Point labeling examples
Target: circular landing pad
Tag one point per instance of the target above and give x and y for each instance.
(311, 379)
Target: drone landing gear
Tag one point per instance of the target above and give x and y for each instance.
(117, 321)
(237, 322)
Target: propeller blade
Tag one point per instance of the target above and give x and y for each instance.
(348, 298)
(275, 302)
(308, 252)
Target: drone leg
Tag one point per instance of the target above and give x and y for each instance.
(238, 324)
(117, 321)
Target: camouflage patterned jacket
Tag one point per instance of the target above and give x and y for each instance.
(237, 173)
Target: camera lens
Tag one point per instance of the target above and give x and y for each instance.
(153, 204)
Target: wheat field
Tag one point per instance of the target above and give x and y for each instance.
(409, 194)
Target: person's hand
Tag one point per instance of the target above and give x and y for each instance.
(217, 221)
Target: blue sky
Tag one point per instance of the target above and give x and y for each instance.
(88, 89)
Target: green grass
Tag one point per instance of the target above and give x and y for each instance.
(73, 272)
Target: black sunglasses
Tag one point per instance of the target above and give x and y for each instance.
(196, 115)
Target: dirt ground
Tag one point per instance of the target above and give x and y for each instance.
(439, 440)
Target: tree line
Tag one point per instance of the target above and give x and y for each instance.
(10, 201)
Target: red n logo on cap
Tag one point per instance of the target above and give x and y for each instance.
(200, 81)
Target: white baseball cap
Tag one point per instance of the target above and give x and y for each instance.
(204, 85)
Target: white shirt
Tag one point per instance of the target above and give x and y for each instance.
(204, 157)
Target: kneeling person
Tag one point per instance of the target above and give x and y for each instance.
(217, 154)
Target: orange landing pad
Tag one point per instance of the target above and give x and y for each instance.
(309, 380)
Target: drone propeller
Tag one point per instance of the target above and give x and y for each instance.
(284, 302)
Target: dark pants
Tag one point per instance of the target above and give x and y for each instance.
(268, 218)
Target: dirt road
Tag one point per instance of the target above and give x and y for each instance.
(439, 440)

What is being asked
Copy out each line above, character for character.

Solution
Target: circular landing pad
Tag one point per instance of the target above and give x and y for each instance.
(311, 379)
Target: drone landing gear
Tag one point per instance of the target above and give x and y for each instance.
(117, 321)
(237, 322)
Target: propeller blade
Tag one point per instance of the target above and give x and y for each instance.
(348, 298)
(275, 302)
(308, 252)
Target: drone leg
Tag one point per instance of the target above and give x and y for each instance.
(238, 324)
(117, 321)
Target: camouflage patterned jacket
Tag one point per instance of the target above and give x and y for each instance.
(237, 173)
Target: camera lens
Tag one point per instance of the target above and give x and y for each instance.
(153, 204)
Target: wheat field
Tag one point per instance of the target above and give x and y for each instance.
(409, 194)
Target: person's hand
Tag one point per instance of the target above and give x and y for each instance.
(217, 221)
Target: blue sky
Tag one point per instance of the target above and give x and y for each instance.
(88, 89)
Target: green grass
Tag one point per instance of the target above and give x and y for each instance.
(73, 272)
Target: black sunglasses
Tag one point per instance of the target above and give x and y for each instance.
(196, 115)
Target: dirt ground
Tag one point per instance of the target above and give x and y for each instance.
(439, 440)
Target: tree line
Tag one point per instance of the target above and give x and y for each instance.
(10, 201)
Target: red n logo on cap
Tag one point per instance of the target above and give x and y for each instance.
(200, 81)
Target: white baseball cap
Tag one point per instance of the target above and give x and y for each instance.
(204, 85)
Target: white shirt
Tag one point per instance of the target above and give x and y for each instance.
(204, 157)
Target: kneeling person
Tag one point per instance of the target above and give x and y for each instance.
(217, 154)
Target: orange landing pad
Tag one point per instance of the target above and give x and y for each instance.
(309, 380)
Target: drone propeller
Tag one point per instance of the target above and give x and y for each instance.
(284, 302)
Target: dark pants
Tag one point per instance of the target above and give x and y for each instance.
(268, 218)
Target: dirt road
Tag one point per instance of the target above and give x and y for each instance.
(439, 440)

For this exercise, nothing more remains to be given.